• [TO DO]
Restate the whole listing exactly.

• [PROVIDED ENTRIES]
----
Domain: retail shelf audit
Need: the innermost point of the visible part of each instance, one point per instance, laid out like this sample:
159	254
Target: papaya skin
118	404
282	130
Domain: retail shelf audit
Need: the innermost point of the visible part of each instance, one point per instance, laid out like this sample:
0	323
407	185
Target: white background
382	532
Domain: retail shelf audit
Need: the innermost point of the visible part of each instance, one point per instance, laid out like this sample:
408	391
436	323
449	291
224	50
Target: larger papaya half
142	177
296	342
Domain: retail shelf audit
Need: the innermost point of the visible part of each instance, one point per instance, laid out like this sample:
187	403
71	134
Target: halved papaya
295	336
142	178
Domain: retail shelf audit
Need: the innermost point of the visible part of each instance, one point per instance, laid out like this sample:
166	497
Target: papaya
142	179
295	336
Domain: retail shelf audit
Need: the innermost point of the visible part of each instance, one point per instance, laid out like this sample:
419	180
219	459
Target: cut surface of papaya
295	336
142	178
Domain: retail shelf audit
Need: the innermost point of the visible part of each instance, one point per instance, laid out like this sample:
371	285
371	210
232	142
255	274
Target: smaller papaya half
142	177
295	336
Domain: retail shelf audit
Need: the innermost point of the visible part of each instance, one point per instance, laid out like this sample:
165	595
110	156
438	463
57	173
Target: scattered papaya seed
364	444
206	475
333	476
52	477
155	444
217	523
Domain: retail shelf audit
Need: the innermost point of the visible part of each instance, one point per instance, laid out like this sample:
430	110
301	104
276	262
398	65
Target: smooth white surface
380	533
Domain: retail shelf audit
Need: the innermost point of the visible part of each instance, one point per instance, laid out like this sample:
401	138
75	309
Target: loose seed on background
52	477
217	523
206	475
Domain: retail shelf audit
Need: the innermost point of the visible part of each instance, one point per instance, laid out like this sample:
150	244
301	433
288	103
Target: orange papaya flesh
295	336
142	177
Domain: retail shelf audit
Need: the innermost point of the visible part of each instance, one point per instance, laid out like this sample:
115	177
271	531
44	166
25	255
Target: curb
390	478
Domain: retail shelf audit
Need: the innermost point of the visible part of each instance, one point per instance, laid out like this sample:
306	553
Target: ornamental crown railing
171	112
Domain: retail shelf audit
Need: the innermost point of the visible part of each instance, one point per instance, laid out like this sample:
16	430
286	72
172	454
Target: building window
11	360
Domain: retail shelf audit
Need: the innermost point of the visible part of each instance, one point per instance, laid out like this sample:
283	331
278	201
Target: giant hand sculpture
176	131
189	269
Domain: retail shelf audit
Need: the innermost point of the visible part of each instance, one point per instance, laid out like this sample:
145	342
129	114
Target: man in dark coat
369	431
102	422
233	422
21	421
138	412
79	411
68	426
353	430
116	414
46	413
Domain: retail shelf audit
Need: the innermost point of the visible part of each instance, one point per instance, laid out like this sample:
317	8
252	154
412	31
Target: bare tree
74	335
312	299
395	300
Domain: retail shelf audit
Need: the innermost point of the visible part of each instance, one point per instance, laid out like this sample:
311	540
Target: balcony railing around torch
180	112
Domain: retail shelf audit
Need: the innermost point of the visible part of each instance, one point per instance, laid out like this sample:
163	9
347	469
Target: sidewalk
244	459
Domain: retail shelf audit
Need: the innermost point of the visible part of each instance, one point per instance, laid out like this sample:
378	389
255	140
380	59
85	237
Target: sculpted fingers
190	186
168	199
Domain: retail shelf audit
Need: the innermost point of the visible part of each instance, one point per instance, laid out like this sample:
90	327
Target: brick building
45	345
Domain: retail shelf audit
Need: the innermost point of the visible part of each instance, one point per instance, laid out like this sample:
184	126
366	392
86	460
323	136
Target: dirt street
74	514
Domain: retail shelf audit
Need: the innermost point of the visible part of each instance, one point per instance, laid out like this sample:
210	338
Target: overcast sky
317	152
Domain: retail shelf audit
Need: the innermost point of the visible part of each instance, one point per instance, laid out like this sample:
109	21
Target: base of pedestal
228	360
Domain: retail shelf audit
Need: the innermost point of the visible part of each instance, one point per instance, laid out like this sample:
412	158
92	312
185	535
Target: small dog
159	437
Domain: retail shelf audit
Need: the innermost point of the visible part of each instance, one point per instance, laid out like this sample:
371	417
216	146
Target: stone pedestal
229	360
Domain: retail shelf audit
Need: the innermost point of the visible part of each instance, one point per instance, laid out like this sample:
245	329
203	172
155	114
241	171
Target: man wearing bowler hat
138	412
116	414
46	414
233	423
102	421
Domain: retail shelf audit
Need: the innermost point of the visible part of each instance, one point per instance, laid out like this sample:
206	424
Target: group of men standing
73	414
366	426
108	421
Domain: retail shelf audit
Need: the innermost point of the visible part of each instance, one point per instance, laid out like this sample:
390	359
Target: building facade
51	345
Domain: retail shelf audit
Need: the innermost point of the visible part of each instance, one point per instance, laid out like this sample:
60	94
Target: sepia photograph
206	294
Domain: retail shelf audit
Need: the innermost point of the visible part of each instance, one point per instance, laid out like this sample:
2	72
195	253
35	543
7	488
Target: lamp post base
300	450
----
• [PROBLEM SOLUTION]
Domain: retail shelf audit
Need: the innermost point of the visible part of each instance, one point per instance, laid out like this sample:
159	254
Target: papaya skin
118	404
282	130
Domain: retail shelf audit
Need: the innermost point of the visible part of each instance, one point per instance, laid out like this sample:
0	323
407	185
Target: white background
382	532
Domain: retail shelf audit
Need: the innermost point of the visible part of each instance, one point per instance, laid out like this sample:
408	391
436	323
449	291
224	50
Target: larger papaya half
142	177
296	342
Domain: retail shelf audit
Need: the innermost point of the visible part of each instance, one point per instance, laid out like this sample:
187	403
71	134
Target: halved papaya
295	336
142	178
Domain: retail shelf audit
Need: the innermost point of the visible part of each instance, one point per instance, laid out like this sample:
166	497
Target: papaya
142	179
295	336
Domain: retail shelf audit
Need: the innermost point of the visible part of each instance, one point per instance, laid out like this sample:
419	180
219	459
Target: cut surface of papaya
295	336
142	178
Domain: retail shelf audit
Need: the innermost point of the visible part of each instance, one point per instance, laid out like this sample:
371	285
371	210
232	142
255	274
Target: smaller papaya half
142	177
295	336
Domain: retail shelf audit
Need: the innermost point of the visible part of each instance, one point per instance, laid out like this sample:
165	595
110	156
438	463
57	173
Target: scattered papaya seed
364	444
206	475
333	476
52	477
155	444
217	523
Domain: retail shelf audit
Need: the innermost point of the visible part of each instance, one point per instance, laid out like this sample:
430	110
301	104
276	262
398	65
Target: smooth white surface
380	533
Domain: retail shelf audit
Need: the innermost point of the visible part of each instance, one point per instance, laid out like this sample:
401	138
75	309
Target: loose seed on background
52	477
217	523
206	475
Domain: retail shelf audit
Need: the innermost point of the visible part of each instance, one point per instance, laid out like this sample:
150	244
301	433
288	103
Target: orange papaya flesh
295	336
142	177
Domain: retail shelf audit
Need: the innermost point of the visible part of each instance, one point per instance, laid out like this sample:
115	177
271	531
44	166
25	255
Target: curb
390	478
Domain: retail shelf audit
Need: the innermost point of the visible part of each instance, one point per instance, laid out like this sample:
306	553
Target: ornamental crown railing
171	112
Domain: retail shelf audit
Need: the innermost point of the visible part of each instance, one point per instance, laid out like this sample:
16	430
286	72
172	454
Target: building window
11	360
Domain: retail shelf audit
Need: the innermost point of the visible part of each instance, one point per instance, laid out like this sample:
283	331
278	201
Target: giant hand sculpture
176	131
189	269
Domain: retail shelf audit
Need: the innermost point of the visible part of each instance, one point per instance, laid out like this sample:
145	342
129	114
Target: man in dark coat
369	431
102	422
233	422
21	421
138	412
79	411
68	426
353	430
116	414
46	413
Domain: retail shelf audit
Need: the innermost point of the visible part of each instance, one point per instance, laid out like this sample:
317	8
252	154
412	31
Target: bare tree
74	335
312	299
395	300
Domain: retail shelf audit
Need: the innermost point of the visible part of each instance, one point per instance, laid out like this sample:
311	540
Target: balcony railing around torch
180	112
Domain: retail shelf audit
Need: the innermost point of the visible part of each instance, one point per instance, laid out like this sample:
163	9
347	469
Target: sidewalk
244	459
Domain: retail shelf audit
Need: the innermost point of the visible part of each instance, one point per instance, laid out like this sample:
378	389
255	140
380	59
85	237
Target: sculpted fingers
190	186
168	199
Domain: retail shelf audit
Need: the innermost point of the visible part of each instance, one point per instance, laid out like this sample:
90	327
Target: brick building
45	345
Domain: retail shelf audit
Need: the innermost point of the visible part of each instance, one point per instance, laid out like this sample:
184	126
366	392
86	460
323	136
Target: dirt street
74	514
Domain: retail shelf audit
Need: the innermost point of the visible part of each instance, one point per instance, laid out like this sample:
210	338
Target: overcast sky
317	152
Domain: retail shelf audit
Need: the innermost point of the visible part of each instance, one point per instance, laid out like this sample:
109	21
Target: base of pedestal
228	360
Domain: retail shelf audit
Need: the innermost point of the visible part of each instance, one point per instance, laid out like this sample:
412	158
92	312
185	535
Target: small dog
159	437
Domain: retail shelf audit
Need: the innermost point of the visible part of each instance, one point per instance, laid out like this sample:
371	417
216	146
Target: stone pedestal
229	360
Domain: retail shelf audit
Need: the innermost point of the visible part of each instance, one point per instance, laid out like this sample:
245	329
203	172
155	114
241	171
Target: man wearing bowler hat
138	412
116	414
46	414
233	423
102	421
Domain: retail shelf audit
Need: the innermost point of the visible part of each instance, one point per instance, laid out like this sample:
206	424
Target: group of men standing
73	414
366	426
108	421
Domain: retail shelf audit
Need: the innermost point of the visible part of each instance, one point per instance, laid out like this sample:
390	359
Target: building facade
51	345
Domain: retail shelf audit
Need: the innermost point of the visible part of each instance, one point per instance, laid out like this sample:
60	94
Target: sepia photograph
206	294
Domain: retail shelf audit
Need: the innermost point of the visible part of each instance, one point per instance, laid out like this sample:
2	72
195	253
35	543
7	488
Target: lamp post base
300	450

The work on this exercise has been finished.